**GIVEN TASK A**. Transcribe the passage on tomato sauces from "This is the" to "one again?  Yes.".

* BEGIN DOCUMENT SEGMENT *

The first drawback for the use of Campari tomatoes is the cost, they can run anywhere from $2.50 a container to over$5.00 so when you are needing almost 2 times the amount of tomatoes than normal they quickly become beyond the reach of most people. I was fortunate that they were on sale when I did this sauce!

When eaten raw these tomatoes have a sweetness that really hides the acid to me so I thought that would carry over in the sauce even more so since I was cooking down the sauce so much, yes I was slightly drooling just thinking about what this sauce was going to taste like.  Well sadly I was wrong.  This sauce was a good sturdy sauce but the sweetness did not carry over as I was expecting, the acid really got kicked up.  I am not sure but I think it got overshadowed by the Red Pepper flakes.  Was it a bad sauce, not at all it tasted good but just not where my mind thought it was going.  One of the other drawbacks to this sauce is it takes a LONG time to cook down as the Campari are a “watery” tomato as it normally is used as a salad tomato like a cherry tomato.  I think it took about 4+ hours to get to the point that I thought it was thick enough. Would I make this sauce again? Hmmm maybe not as it did not showcase the tomato as I thought it would.


This is the “GO TO” tomato for almost every cook who makes tomato sauce.  They are “meaty” and produce lots of pulp to thicken the sauce.  These tomatoes were used because they were more of a base line to compare the other two types.  I pretty much knew what I was going to end up with when I started and I was correct.  The seasonings didn’t change the flavor profile of the Romas like it did the Campari.  This ended up a sturdy sauce, like your great-aunt in her no-nonsense leather shoes.  Safe…middle of the road.  Would I make this one again?  Yes.

Big Rainbow Yellow Heirloom~

This was the most costly of the three tomatoes which sadly priced itself out of the sauce rotation in the WikiJan household.  This tomato was an amazing color and I wish I had taken a photo of it to show you very yellow on the outside then when I cut into it, it was a rosy red.  This tomato was a great surprise as I never thought  it would produce a sauce that I would completely enjoy.  Granted it was a bit,…ok a whole lot, weird tasting this sauce with it VERY yellow color and super loud tomato flavor.  It has a bright clear flavor the danced very well with the seasonings especially the Sweet Basil.  I think I could have stood at the stove and eaten this sauce with a spoon right out of the pan!  I don’ t think there is one thing I would change about this sauce.  This was my favorite of the three and I am glad I went out of my way to give them a go. Would I make this sauce again? Only if I were growing this tomato at home as the cost does not lend itself to anything more than a treat as a sliced tomato paired with some GOOD mozzarella a sprinkle of  salt & pepper and basil.

What did I also learn while making these sauces?  I STILL don’t do subtle well at all, yes I got the tomatoes playing 1st chair but the seasonings still came in packing a punch.  So was the whole thing a fail in that the sauces were not the subtle item I was aiming for?  Maybe more of a 60-40% success/fail rate.

I would like The Hungry Neophyte’s thoughts on these sauces as well since he was a part of this experiment in that he was the recipient of some of each sauce.  I think it would be interesting to read what he took away from them as he has been experimenting as well with his own Marinara/Pomodoro sauces.

* END DOCUMENT SEGMENT *
* BEGIN DATASET CONTENT *

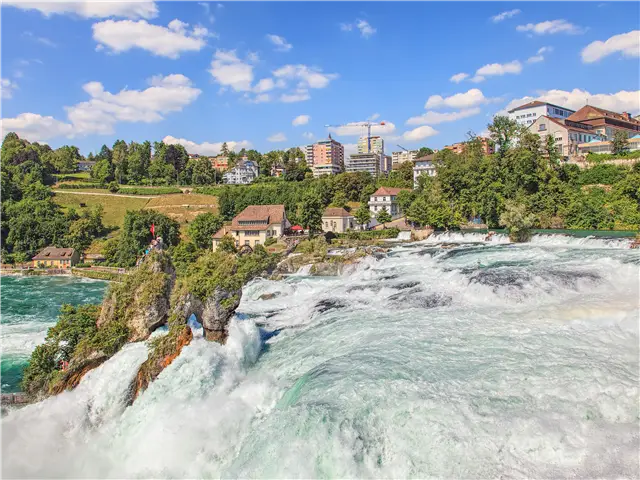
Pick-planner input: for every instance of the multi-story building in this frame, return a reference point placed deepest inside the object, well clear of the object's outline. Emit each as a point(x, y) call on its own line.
point(325, 157)
point(254, 225)
point(374, 163)
point(371, 145)
point(243, 173)
point(385, 198)
point(423, 166)
point(337, 220)
point(404, 156)
point(606, 123)
point(529, 112)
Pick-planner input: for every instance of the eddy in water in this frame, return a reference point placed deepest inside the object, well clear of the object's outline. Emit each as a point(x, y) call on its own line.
point(419, 364)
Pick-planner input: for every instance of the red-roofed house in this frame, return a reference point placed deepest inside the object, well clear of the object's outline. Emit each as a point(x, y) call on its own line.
point(254, 225)
point(385, 197)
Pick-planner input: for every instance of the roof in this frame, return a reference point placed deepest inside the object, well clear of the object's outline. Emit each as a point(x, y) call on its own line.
point(336, 212)
point(267, 214)
point(537, 103)
point(53, 253)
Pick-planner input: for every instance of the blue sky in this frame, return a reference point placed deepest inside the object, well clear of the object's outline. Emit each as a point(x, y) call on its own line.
point(200, 73)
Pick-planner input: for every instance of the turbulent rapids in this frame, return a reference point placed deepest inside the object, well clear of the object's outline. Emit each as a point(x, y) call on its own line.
point(476, 360)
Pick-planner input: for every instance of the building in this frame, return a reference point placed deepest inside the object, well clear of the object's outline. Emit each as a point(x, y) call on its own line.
point(325, 152)
point(374, 163)
point(404, 156)
point(254, 225)
point(423, 166)
point(606, 123)
point(242, 174)
point(596, 146)
point(567, 135)
point(337, 220)
point(487, 144)
point(371, 145)
point(56, 258)
point(385, 197)
point(529, 112)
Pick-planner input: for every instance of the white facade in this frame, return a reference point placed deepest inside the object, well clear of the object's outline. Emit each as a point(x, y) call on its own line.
point(528, 113)
point(242, 174)
point(404, 156)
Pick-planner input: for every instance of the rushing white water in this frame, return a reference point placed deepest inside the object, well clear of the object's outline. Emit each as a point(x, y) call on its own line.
point(479, 361)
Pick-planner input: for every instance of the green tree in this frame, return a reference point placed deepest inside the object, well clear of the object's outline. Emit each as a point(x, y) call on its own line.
point(202, 228)
point(363, 215)
point(620, 143)
point(518, 221)
point(383, 216)
point(310, 214)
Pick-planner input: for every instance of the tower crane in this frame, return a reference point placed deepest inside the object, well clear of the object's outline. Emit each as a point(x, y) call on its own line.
point(361, 124)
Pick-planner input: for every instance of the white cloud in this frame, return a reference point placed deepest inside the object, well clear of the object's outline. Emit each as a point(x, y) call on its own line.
point(458, 77)
point(468, 99)
point(6, 89)
point(628, 44)
point(34, 127)
point(622, 101)
point(365, 28)
point(419, 133)
point(89, 8)
point(277, 137)
point(354, 129)
point(504, 15)
point(170, 41)
point(280, 43)
point(439, 117)
point(550, 27)
point(205, 148)
point(229, 71)
point(301, 120)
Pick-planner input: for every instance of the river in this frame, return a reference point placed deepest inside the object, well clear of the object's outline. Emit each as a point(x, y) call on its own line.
point(485, 360)
point(28, 307)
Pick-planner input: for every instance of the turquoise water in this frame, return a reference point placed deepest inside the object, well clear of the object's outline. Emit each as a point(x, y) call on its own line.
point(28, 307)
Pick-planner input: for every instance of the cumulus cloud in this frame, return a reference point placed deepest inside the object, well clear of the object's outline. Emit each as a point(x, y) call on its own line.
point(89, 8)
point(504, 15)
point(6, 88)
point(419, 133)
point(280, 43)
point(458, 77)
point(206, 148)
point(365, 28)
point(301, 120)
point(229, 71)
point(471, 98)
point(434, 118)
point(551, 27)
point(622, 101)
point(356, 129)
point(170, 41)
point(628, 44)
point(277, 137)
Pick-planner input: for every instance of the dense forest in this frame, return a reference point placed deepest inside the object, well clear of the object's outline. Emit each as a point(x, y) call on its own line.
point(524, 176)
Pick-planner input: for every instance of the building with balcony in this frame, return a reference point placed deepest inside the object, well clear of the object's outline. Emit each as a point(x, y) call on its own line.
point(385, 198)
point(529, 112)
point(254, 225)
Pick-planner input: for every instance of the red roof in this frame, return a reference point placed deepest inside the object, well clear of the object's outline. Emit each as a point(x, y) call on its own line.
point(388, 191)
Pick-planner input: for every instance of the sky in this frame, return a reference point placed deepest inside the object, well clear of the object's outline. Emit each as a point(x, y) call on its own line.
point(271, 75)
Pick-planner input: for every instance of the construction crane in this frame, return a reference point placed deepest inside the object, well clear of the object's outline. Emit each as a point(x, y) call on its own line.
point(361, 124)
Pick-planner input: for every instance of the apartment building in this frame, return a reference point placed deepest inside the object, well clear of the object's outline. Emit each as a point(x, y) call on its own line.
point(325, 157)
point(404, 156)
point(254, 225)
point(529, 112)
point(371, 145)
point(423, 166)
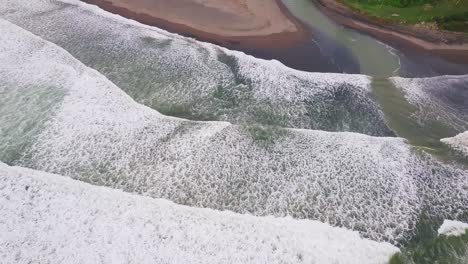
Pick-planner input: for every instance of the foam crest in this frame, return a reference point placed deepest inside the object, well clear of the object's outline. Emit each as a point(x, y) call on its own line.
point(452, 228)
point(53, 219)
point(458, 143)
point(182, 77)
point(377, 186)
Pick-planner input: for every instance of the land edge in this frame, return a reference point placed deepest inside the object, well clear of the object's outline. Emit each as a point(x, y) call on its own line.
point(275, 41)
point(451, 46)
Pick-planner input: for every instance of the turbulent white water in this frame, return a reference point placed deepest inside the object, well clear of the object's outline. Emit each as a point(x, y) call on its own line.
point(49, 218)
point(96, 133)
point(453, 228)
point(200, 81)
point(458, 143)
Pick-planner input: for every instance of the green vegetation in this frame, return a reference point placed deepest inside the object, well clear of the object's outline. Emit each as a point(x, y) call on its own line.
point(441, 250)
point(428, 247)
point(444, 14)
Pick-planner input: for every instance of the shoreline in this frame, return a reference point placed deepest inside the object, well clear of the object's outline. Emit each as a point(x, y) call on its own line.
point(275, 40)
point(296, 50)
point(450, 46)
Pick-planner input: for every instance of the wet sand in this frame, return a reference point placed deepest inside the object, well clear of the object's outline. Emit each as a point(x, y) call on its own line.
point(242, 23)
point(448, 45)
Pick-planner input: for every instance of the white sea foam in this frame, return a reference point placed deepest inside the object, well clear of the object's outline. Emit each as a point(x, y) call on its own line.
point(184, 77)
point(98, 134)
point(51, 219)
point(453, 228)
point(442, 98)
point(459, 142)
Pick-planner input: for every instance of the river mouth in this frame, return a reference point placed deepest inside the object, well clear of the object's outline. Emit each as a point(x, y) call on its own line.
point(356, 52)
point(239, 133)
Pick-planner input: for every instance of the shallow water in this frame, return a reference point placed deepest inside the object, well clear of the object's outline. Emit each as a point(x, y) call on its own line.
point(356, 52)
point(93, 130)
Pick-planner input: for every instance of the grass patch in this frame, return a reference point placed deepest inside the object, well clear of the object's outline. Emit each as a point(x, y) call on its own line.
point(446, 14)
point(429, 247)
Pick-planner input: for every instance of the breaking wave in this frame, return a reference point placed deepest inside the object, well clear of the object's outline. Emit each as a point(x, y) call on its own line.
point(95, 132)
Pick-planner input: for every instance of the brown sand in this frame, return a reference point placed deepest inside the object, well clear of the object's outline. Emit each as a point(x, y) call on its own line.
point(243, 23)
point(450, 45)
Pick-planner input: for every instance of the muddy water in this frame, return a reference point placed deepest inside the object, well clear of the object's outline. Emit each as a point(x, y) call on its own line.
point(372, 56)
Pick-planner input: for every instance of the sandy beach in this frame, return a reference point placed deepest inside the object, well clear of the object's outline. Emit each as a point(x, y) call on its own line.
point(244, 23)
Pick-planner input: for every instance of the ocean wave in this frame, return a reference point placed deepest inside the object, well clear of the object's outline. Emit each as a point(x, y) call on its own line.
point(378, 186)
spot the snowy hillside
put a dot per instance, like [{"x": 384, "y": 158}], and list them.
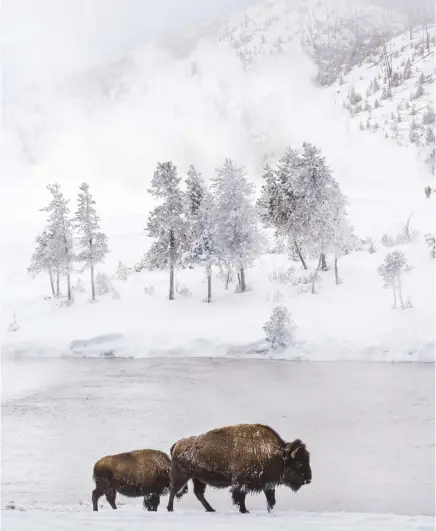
[
  {"x": 246, "y": 89},
  {"x": 392, "y": 93}
]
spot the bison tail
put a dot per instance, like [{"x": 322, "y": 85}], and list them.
[{"x": 182, "y": 492}]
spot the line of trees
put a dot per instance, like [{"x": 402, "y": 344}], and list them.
[
  {"x": 213, "y": 226},
  {"x": 55, "y": 252},
  {"x": 218, "y": 225}
]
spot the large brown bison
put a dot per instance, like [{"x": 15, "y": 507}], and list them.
[
  {"x": 139, "y": 473},
  {"x": 246, "y": 457}
]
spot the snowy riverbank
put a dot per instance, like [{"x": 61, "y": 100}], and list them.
[{"x": 352, "y": 321}]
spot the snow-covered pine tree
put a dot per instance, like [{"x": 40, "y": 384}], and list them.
[
  {"x": 278, "y": 329},
  {"x": 195, "y": 189},
  {"x": 92, "y": 242},
  {"x": 391, "y": 271},
  {"x": 238, "y": 237},
  {"x": 204, "y": 248},
  {"x": 278, "y": 203},
  {"x": 60, "y": 229},
  {"x": 43, "y": 259},
  {"x": 167, "y": 223},
  {"x": 319, "y": 202}
]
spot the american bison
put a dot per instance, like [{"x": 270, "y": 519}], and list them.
[
  {"x": 246, "y": 457},
  {"x": 139, "y": 473}
]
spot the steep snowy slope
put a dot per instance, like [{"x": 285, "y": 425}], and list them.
[{"x": 247, "y": 91}]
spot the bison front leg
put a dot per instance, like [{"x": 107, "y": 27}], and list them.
[
  {"x": 111, "y": 494},
  {"x": 151, "y": 502},
  {"x": 238, "y": 498},
  {"x": 199, "y": 490},
  {"x": 270, "y": 495}
]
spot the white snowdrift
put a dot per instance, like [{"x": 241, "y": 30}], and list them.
[
  {"x": 352, "y": 321},
  {"x": 187, "y": 520}
]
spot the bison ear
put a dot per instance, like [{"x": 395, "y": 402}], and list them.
[{"x": 293, "y": 447}]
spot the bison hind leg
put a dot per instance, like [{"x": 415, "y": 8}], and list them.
[
  {"x": 151, "y": 502},
  {"x": 270, "y": 498},
  {"x": 199, "y": 490},
  {"x": 238, "y": 498}
]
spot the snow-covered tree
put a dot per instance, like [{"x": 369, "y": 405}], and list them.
[
  {"x": 195, "y": 189},
  {"x": 60, "y": 229},
  {"x": 167, "y": 223},
  {"x": 122, "y": 272},
  {"x": 204, "y": 248},
  {"x": 238, "y": 237},
  {"x": 92, "y": 242},
  {"x": 43, "y": 260},
  {"x": 278, "y": 329},
  {"x": 391, "y": 271}
]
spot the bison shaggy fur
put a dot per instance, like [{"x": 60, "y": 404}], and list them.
[
  {"x": 144, "y": 473},
  {"x": 248, "y": 458}
]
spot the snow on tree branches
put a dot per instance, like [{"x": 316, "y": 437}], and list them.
[
  {"x": 238, "y": 237},
  {"x": 204, "y": 248},
  {"x": 302, "y": 200},
  {"x": 167, "y": 222},
  {"x": 278, "y": 329},
  {"x": 92, "y": 242},
  {"x": 60, "y": 230},
  {"x": 43, "y": 259},
  {"x": 391, "y": 271}
]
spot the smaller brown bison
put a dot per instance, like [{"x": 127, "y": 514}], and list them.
[
  {"x": 133, "y": 474},
  {"x": 246, "y": 457}
]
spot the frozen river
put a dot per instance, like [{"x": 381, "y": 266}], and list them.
[{"x": 369, "y": 427}]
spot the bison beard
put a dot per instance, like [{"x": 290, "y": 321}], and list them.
[
  {"x": 143, "y": 473},
  {"x": 246, "y": 457}
]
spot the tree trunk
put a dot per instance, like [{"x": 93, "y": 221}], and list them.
[
  {"x": 92, "y": 282},
  {"x": 69, "y": 285},
  {"x": 171, "y": 294},
  {"x": 315, "y": 275},
  {"x": 58, "y": 291},
  {"x": 323, "y": 263},
  {"x": 337, "y": 279},
  {"x": 209, "y": 284},
  {"x": 400, "y": 293},
  {"x": 300, "y": 256},
  {"x": 243, "y": 286},
  {"x": 228, "y": 279},
  {"x": 50, "y": 274}
]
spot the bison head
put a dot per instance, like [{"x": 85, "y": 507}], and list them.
[{"x": 297, "y": 465}]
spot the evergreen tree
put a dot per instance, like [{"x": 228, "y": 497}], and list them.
[
  {"x": 195, "y": 190},
  {"x": 43, "y": 260},
  {"x": 237, "y": 231},
  {"x": 204, "y": 249},
  {"x": 167, "y": 223},
  {"x": 60, "y": 230},
  {"x": 92, "y": 242}
]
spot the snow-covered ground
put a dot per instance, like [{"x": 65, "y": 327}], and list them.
[{"x": 369, "y": 427}]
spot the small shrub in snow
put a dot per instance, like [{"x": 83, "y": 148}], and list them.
[
  {"x": 278, "y": 329},
  {"x": 14, "y": 326},
  {"x": 122, "y": 272},
  {"x": 149, "y": 290},
  {"x": 387, "y": 241},
  {"x": 430, "y": 240},
  {"x": 79, "y": 286},
  {"x": 391, "y": 270},
  {"x": 281, "y": 275},
  {"x": 102, "y": 284}
]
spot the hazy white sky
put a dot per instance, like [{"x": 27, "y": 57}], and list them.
[{"x": 46, "y": 38}]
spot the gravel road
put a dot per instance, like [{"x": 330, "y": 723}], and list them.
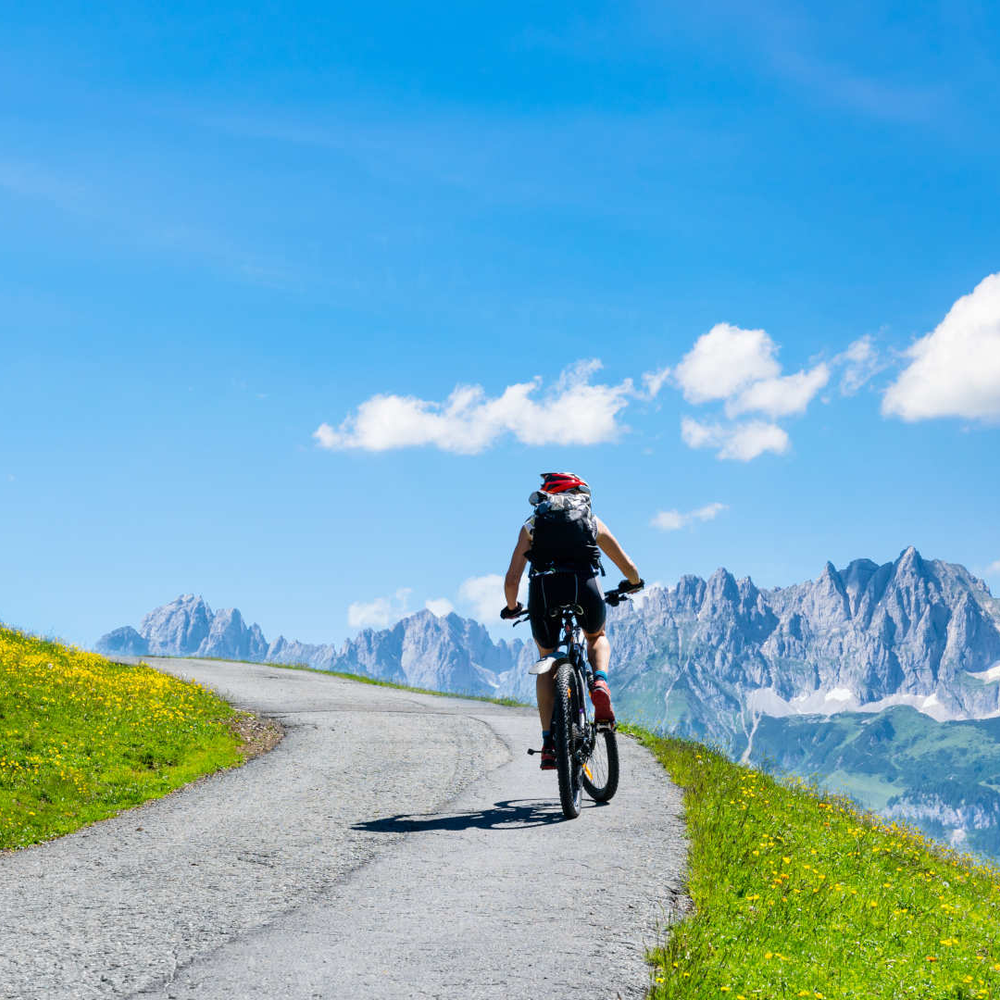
[{"x": 392, "y": 845}]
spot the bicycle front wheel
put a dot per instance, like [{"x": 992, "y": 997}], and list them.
[
  {"x": 567, "y": 736},
  {"x": 600, "y": 774}
]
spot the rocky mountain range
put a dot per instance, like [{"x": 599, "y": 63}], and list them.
[
  {"x": 719, "y": 660},
  {"x": 440, "y": 653}
]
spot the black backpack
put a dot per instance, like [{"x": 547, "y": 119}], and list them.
[{"x": 564, "y": 535}]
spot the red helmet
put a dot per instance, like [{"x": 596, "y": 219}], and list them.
[
  {"x": 558, "y": 482},
  {"x": 561, "y": 482}
]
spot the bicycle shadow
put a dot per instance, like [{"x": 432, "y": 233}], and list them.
[{"x": 513, "y": 814}]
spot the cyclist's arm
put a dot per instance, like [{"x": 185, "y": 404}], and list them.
[
  {"x": 512, "y": 581},
  {"x": 610, "y": 547}
]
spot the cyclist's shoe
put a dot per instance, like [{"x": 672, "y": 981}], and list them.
[{"x": 601, "y": 697}]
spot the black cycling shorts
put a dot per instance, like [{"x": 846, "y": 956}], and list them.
[{"x": 547, "y": 593}]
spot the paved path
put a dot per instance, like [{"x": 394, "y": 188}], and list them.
[{"x": 393, "y": 845}]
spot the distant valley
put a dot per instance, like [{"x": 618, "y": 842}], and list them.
[{"x": 882, "y": 680}]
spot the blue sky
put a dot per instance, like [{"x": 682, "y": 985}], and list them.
[{"x": 226, "y": 231}]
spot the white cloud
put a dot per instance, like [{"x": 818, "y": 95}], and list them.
[
  {"x": 574, "y": 411},
  {"x": 861, "y": 361},
  {"x": 440, "y": 606},
  {"x": 484, "y": 596},
  {"x": 780, "y": 396},
  {"x": 724, "y": 361},
  {"x": 672, "y": 520},
  {"x": 653, "y": 381},
  {"x": 955, "y": 370},
  {"x": 737, "y": 441},
  {"x": 381, "y": 612}
]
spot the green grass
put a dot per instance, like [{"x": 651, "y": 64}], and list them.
[
  {"x": 797, "y": 894},
  {"x": 82, "y": 738}
]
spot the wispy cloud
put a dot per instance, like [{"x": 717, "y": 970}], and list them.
[
  {"x": 381, "y": 612},
  {"x": 955, "y": 370},
  {"x": 740, "y": 367},
  {"x": 742, "y": 442},
  {"x": 575, "y": 411},
  {"x": 439, "y": 606}
]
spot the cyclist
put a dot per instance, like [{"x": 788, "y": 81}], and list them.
[{"x": 564, "y": 569}]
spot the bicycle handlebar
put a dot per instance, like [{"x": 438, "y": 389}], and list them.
[{"x": 612, "y": 598}]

* END DATASET CONTENT *

**GIVEN TASK B**. From the records, restate word for word the lines from the line with "Pick-planner input: for every instance of the muddy" to the line with "point(372, 56)", including both of those lines.

**ANSWER A**.
This is the “GO TO” tomato for almost every cook who makes tomato sauce.  They are “meaty” and produce lots of pulp to thicken the sauce.  These tomatoes were used because they were more of a base line to compare the other two types.  I pretty much knew what I was going to end up with when I started and I was correct.  The seasonings didn’t change the flavor profile of the Romas like it did the Campari.  This ended up a sturdy sauce, like your great-aunt in her no-nonsense leather shoes.  Safe…middle of the road.  Would I make this one again?  Yes.

**ANSWER B**.
Pick-planner input: for every instance of the muddy water in this frame, return a reference point placed deepest inside the object, well clear of the object's outline. Emit each as a point(x, y) call on its own line.
point(372, 56)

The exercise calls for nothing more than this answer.